And that’s what the Transfiguration is about--authenticity--what is truly real. Here comes Jesus, who (in the words of Nancy Rockwell) “never wanted a palace, never wore silks, never got his face engraved on any money, never fell into or out of love, at least not as far as we know…. He told his friends he could teach them about God and their own belovedness. (He spoke about things familiar to everyone--not just the rich and powerful) He talked about fish in nets, about sheep in fields, about the seeds farmers sowed, and yeast in a woman’s hands.”
Jesus touched the blind, lepers, a woman with a sick child and a Roman centurion in despair for his dying daughter. He also associated with a number of prostitutes and a woman with five husbands.
And one day (the day we celebrate today) he climbed to a high mountain with three of his apostles and appeared before them shining in light--resplendent in glory. And Peter, James and John heard the voice of God calling Jesus the Beloved.
Here’s the thing. Jesus wasn’t about the business of promoting himself as someone glorious. And, if this is what you were after in first century Jerusalem, odds were good you’d be more inclined to be posturing yourself at the court of Herod or Caesar, rather than trekking up a high mountain with our Savior. What Our Lord was--was about being who he was, the Son of God. Is glory a part of that? Certainly--as we see in today’s account. But so is suffering, so is the willingness to be present among the people--all of the people, even the lowliest. In fact, of all the things about Jesus, it was the glory that he asked his apostles to keep quiet. This is why Jesus asked them to keep silent about what they had seen--because his ministry (the purpose of his coming) wasn’t so much about the glory as it was about being among the ordinary and even low places in this world. Suffice it to say, Jesus wasn’t about bling--he was about authenticity--he was about being real. What we learn today is that there is glory in this, surely--but a wider view tells us there is also the cross. There is not one without the other.

DIRECTION 1:
In the sermon on the Transfiguration, which apostles heard the voice of God calling Jesus the Beloved?
DIRECTION 2:
Quote the sermon on the Transfiguration between "And that’s what" and "with five husbands.", inclusive.

MATERIAL SUPPLIED:
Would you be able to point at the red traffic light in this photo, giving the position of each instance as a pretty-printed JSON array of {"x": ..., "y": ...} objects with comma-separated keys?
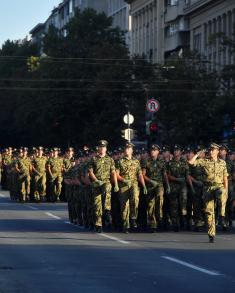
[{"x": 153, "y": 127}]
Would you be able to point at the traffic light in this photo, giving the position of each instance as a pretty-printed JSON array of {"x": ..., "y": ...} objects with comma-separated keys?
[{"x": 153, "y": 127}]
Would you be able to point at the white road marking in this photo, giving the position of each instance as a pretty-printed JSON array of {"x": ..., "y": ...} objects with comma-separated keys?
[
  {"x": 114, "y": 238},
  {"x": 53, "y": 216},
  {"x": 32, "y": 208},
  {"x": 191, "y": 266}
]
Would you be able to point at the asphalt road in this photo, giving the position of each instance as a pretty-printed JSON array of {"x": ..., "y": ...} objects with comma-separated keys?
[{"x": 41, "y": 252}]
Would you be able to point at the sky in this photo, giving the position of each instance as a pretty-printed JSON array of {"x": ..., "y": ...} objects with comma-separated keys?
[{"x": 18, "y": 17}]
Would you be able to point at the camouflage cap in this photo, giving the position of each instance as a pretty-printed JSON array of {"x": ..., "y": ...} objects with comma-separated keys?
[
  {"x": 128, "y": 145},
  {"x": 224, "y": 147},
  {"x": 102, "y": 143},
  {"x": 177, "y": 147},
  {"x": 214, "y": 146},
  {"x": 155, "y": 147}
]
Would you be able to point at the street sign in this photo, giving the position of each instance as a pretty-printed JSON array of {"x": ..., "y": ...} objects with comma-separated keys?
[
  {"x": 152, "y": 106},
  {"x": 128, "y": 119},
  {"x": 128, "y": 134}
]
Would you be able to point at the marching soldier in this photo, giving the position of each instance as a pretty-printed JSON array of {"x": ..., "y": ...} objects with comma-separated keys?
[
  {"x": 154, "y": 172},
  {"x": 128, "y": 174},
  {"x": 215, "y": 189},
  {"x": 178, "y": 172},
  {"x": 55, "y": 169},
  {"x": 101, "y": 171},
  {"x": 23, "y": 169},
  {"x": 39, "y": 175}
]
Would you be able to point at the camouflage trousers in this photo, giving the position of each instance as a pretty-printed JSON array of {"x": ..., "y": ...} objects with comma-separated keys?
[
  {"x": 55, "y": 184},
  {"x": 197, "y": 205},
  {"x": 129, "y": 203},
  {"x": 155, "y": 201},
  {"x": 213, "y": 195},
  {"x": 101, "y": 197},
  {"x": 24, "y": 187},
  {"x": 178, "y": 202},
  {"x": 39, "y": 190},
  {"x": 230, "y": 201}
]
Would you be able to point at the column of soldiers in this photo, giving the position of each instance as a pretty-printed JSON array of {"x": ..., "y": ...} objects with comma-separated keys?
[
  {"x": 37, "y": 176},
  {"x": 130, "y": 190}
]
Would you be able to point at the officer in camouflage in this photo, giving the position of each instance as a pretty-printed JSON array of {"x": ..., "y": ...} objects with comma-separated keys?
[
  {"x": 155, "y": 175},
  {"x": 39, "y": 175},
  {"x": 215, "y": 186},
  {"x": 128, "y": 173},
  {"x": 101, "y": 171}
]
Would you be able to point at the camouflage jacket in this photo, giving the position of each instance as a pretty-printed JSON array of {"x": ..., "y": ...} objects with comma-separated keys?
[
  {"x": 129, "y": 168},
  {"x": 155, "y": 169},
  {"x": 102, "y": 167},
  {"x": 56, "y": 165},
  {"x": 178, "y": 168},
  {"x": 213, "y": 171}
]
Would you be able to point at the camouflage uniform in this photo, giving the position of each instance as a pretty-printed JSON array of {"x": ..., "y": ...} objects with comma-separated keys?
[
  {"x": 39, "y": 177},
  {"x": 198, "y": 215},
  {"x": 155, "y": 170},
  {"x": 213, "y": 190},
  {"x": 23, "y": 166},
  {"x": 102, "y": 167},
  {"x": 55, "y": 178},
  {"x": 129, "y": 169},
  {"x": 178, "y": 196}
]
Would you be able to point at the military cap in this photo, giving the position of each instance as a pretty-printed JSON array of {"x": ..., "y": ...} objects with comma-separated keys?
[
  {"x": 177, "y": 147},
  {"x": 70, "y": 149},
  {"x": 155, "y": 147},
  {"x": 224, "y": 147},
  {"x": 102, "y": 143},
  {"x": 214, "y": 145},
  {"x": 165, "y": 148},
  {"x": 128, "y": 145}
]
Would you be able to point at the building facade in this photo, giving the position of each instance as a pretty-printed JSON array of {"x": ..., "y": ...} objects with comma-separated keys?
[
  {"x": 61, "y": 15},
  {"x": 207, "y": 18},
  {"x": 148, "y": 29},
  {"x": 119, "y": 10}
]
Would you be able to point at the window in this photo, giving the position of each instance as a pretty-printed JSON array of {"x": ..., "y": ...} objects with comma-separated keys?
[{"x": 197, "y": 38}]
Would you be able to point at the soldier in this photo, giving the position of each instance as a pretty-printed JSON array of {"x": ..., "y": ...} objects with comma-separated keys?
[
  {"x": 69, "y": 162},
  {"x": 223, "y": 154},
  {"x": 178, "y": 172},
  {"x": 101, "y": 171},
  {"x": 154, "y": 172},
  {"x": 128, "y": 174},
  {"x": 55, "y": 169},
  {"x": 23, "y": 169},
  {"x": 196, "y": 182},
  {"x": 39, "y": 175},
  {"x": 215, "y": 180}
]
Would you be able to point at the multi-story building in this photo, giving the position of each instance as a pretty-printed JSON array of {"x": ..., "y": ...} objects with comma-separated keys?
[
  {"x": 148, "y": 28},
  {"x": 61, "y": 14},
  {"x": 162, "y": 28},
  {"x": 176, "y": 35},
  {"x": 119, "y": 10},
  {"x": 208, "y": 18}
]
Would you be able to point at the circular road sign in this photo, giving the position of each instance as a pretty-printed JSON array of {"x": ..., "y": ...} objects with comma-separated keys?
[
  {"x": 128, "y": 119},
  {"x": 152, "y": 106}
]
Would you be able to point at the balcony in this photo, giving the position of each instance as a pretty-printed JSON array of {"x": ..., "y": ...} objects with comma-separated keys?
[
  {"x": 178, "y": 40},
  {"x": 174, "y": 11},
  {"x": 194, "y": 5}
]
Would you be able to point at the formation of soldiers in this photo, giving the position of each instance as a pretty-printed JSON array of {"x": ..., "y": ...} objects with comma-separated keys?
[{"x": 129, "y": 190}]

CORRECT RESULT 1:
Peter, James and John.

CORRECT RESULT 2:
And that’s what the Transfiguration is about--authenticity--what is truly real. Here comes Jesus, who (in the words of Nancy Rockwell) “never wanted a palace, never wore silks, never got his face engraved on any money, never fell into or out of love, at least not as far as we know…. He told his friends he could teach them about God and their own belovedness. (He spoke about things familiar to everyone--not just the rich and powerful) He talked about fish in nets, about sheep in fields, about the seeds farmers sowed, and yeast in a woman’s hands.”
Jesus touched the blind, lepers, a woman with a sick child and a Roman centurion in despair for his dying daughter. He also associated with a number of prostitutes and a woman with five husbands.